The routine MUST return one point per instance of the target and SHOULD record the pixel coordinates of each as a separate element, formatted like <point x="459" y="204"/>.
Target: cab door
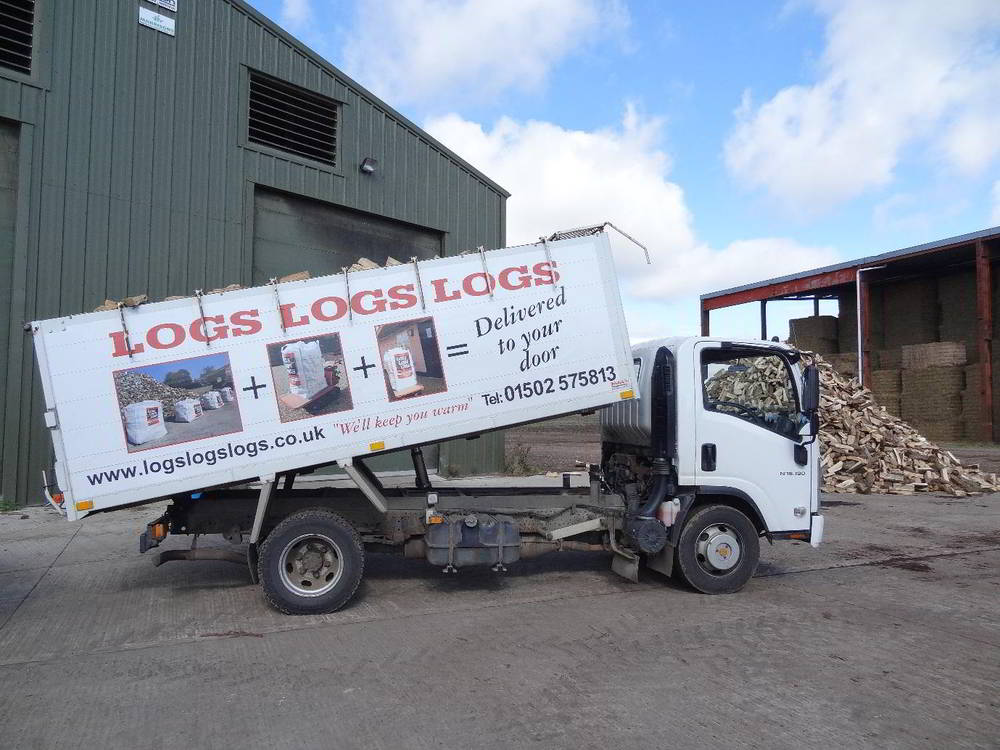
<point x="748" y="424"/>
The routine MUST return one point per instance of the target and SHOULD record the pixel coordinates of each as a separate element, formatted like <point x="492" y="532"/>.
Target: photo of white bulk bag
<point x="144" y="422"/>
<point x="211" y="400"/>
<point x="399" y="367"/>
<point x="304" y="365"/>
<point x="187" y="410"/>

::::::::::

### Task requirements
Reproduce all of the data exactly; the pictures do not belong in the copy.

### Solution to this task
The routine MUST return one point per instance of the target and SHOULD record the pixel coordinates of each as a separate element, formatted like <point x="459" y="204"/>.
Target: cab door
<point x="748" y="424"/>
The routine MUST return one point per instance of the target and SHOULD record the pixel coordinates of each as a separate element, formatted like <point x="492" y="532"/>.
Target: photo of white bulk bag
<point x="144" y="422"/>
<point x="211" y="400"/>
<point x="399" y="367"/>
<point x="304" y="365"/>
<point x="187" y="410"/>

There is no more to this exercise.